Records from a collection:
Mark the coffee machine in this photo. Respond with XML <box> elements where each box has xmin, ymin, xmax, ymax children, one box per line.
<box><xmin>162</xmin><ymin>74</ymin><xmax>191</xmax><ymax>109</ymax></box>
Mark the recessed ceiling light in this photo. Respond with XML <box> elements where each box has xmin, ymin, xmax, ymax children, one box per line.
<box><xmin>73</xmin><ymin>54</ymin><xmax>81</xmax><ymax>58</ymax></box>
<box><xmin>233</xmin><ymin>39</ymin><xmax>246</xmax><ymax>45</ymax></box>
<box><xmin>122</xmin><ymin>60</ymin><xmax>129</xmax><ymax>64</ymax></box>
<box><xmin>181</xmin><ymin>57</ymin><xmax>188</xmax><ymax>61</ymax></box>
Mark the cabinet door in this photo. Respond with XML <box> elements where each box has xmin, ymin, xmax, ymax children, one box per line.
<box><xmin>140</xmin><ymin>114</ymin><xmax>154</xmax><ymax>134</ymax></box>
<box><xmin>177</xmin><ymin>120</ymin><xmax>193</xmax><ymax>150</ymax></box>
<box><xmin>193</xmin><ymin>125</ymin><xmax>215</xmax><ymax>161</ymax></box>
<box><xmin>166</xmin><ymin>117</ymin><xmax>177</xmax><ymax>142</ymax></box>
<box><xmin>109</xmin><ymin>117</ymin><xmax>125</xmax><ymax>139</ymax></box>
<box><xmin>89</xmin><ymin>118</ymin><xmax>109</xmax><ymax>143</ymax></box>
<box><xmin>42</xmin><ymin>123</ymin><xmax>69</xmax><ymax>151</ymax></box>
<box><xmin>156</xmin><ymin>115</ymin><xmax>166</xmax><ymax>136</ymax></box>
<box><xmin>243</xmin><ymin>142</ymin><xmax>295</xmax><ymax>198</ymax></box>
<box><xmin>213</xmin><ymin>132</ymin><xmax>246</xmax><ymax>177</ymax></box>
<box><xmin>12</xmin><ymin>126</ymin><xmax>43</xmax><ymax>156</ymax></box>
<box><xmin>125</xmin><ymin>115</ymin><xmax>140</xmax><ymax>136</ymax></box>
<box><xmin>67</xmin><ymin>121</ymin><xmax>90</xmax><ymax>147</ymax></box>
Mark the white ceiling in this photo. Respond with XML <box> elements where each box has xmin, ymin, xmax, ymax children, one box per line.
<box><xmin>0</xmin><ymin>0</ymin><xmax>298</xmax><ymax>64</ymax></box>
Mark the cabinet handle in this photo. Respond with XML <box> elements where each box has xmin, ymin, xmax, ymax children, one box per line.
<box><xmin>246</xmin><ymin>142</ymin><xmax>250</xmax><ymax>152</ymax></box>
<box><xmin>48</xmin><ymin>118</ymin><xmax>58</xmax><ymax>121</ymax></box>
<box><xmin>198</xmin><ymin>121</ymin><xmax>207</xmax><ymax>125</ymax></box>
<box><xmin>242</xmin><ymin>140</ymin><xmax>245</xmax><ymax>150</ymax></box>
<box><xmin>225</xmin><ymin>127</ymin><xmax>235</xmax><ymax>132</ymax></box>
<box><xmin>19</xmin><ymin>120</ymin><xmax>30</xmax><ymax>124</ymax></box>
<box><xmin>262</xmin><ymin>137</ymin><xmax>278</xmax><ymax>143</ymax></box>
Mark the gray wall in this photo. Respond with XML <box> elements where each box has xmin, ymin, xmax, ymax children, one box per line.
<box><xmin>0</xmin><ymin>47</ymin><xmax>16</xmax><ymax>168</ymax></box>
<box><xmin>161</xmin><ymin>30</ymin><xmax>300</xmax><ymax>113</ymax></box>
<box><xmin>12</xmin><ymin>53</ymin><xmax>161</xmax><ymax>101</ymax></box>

**TASK DESCRIPTION:** Make an exact transcription of all the records.

**TASK RESPONSE:**
Mark the coffee machine in this photo. Respond with XML <box> elements where each box has xmin, ymin, xmax, ymax children, one box per line.
<box><xmin>162</xmin><ymin>74</ymin><xmax>191</xmax><ymax>109</ymax></box>
Mark the recessed ceiling light in this photo. Respond with XML <box> elements where each box has xmin, ymin, xmax, ymax children, one box per line.
<box><xmin>73</xmin><ymin>54</ymin><xmax>81</xmax><ymax>58</ymax></box>
<box><xmin>233</xmin><ymin>39</ymin><xmax>246</xmax><ymax>45</ymax></box>
<box><xmin>122</xmin><ymin>60</ymin><xmax>129</xmax><ymax>64</ymax></box>
<box><xmin>181</xmin><ymin>57</ymin><xmax>188</xmax><ymax>61</ymax></box>
Mark the cabinet door in this photo. Respond with XML <box> elements where each box has xmin, ymin, xmax, ymax children, one box per line.
<box><xmin>140</xmin><ymin>114</ymin><xmax>154</xmax><ymax>134</ymax></box>
<box><xmin>177</xmin><ymin>120</ymin><xmax>193</xmax><ymax>150</ymax></box>
<box><xmin>193</xmin><ymin>125</ymin><xmax>215</xmax><ymax>161</ymax></box>
<box><xmin>166</xmin><ymin>117</ymin><xmax>177</xmax><ymax>142</ymax></box>
<box><xmin>109</xmin><ymin>117</ymin><xmax>125</xmax><ymax>139</ymax></box>
<box><xmin>89</xmin><ymin>118</ymin><xmax>109</xmax><ymax>143</ymax></box>
<box><xmin>42</xmin><ymin>123</ymin><xmax>69</xmax><ymax>151</ymax></box>
<box><xmin>156</xmin><ymin>115</ymin><xmax>166</xmax><ymax>136</ymax></box>
<box><xmin>243</xmin><ymin>142</ymin><xmax>295</xmax><ymax>198</ymax></box>
<box><xmin>213</xmin><ymin>132</ymin><xmax>246</xmax><ymax>177</ymax></box>
<box><xmin>12</xmin><ymin>126</ymin><xmax>43</xmax><ymax>156</ymax></box>
<box><xmin>125</xmin><ymin>115</ymin><xmax>140</xmax><ymax>136</ymax></box>
<box><xmin>67</xmin><ymin>121</ymin><xmax>90</xmax><ymax>147</ymax></box>
Mark the white ceiling in this photo. Respond with XML <box> elements where each box has xmin, ymin, xmax, ymax children, one box per line.
<box><xmin>0</xmin><ymin>0</ymin><xmax>298</xmax><ymax>64</ymax></box>
Mark the cabinet handle in this photo. Respond with XML <box> elements where each box has xmin, ymin, xmax, ymax children, one box per line.
<box><xmin>246</xmin><ymin>142</ymin><xmax>250</xmax><ymax>152</ymax></box>
<box><xmin>48</xmin><ymin>118</ymin><xmax>58</xmax><ymax>121</ymax></box>
<box><xmin>198</xmin><ymin>121</ymin><xmax>207</xmax><ymax>125</ymax></box>
<box><xmin>242</xmin><ymin>140</ymin><xmax>245</xmax><ymax>150</ymax></box>
<box><xmin>225</xmin><ymin>127</ymin><xmax>235</xmax><ymax>132</ymax></box>
<box><xmin>19</xmin><ymin>120</ymin><xmax>30</xmax><ymax>124</ymax></box>
<box><xmin>262</xmin><ymin>137</ymin><xmax>278</xmax><ymax>143</ymax></box>
Mark the gray wall in this photo. Respond with XML <box> elements where each box has xmin, ymin, xmax, ymax children, one box per line.
<box><xmin>0</xmin><ymin>47</ymin><xmax>16</xmax><ymax>168</ymax></box>
<box><xmin>161</xmin><ymin>30</ymin><xmax>300</xmax><ymax>113</ymax></box>
<box><xmin>12</xmin><ymin>53</ymin><xmax>161</xmax><ymax>101</ymax></box>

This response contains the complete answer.